▸ **ASSIGNMENT**:
Please return, word for word, the line containing "Prove it. The radiator" and each line after it through the end of the data below, and nothing else.

Extracted data entries:
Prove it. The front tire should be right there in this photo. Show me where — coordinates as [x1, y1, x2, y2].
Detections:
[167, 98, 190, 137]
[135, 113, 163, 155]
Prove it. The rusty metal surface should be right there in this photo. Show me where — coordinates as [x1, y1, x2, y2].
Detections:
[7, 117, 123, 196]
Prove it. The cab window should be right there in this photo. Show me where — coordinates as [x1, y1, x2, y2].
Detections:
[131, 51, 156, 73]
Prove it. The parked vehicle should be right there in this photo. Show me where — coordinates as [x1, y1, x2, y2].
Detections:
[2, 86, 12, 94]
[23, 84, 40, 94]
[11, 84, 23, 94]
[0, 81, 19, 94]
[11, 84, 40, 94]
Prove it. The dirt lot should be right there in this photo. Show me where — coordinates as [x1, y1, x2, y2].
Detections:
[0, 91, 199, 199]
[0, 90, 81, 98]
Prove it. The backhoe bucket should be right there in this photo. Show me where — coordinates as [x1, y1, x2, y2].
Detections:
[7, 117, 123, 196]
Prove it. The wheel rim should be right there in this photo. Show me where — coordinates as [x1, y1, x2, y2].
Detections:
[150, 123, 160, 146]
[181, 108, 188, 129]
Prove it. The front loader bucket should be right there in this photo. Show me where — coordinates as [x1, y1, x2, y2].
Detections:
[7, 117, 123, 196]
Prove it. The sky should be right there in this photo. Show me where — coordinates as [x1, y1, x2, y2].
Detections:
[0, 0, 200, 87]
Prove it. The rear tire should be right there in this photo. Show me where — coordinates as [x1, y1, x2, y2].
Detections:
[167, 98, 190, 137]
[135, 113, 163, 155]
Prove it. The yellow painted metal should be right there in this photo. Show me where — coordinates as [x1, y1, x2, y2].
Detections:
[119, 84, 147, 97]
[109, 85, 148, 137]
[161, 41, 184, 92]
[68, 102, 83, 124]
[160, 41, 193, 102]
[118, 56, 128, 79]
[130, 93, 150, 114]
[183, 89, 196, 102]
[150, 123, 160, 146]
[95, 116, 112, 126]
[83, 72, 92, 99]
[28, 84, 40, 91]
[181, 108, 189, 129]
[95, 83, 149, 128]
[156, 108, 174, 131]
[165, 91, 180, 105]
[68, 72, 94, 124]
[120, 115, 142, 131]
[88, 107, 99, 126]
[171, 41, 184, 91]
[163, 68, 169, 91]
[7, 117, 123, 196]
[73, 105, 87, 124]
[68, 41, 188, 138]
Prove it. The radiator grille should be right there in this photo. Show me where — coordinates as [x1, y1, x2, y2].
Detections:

▸ **YOUR SOLUTION**:
Prove it. The radiator grille should be right there in this photo. Show me where — coordinates as [x1, y1, x2, y2].
Detections:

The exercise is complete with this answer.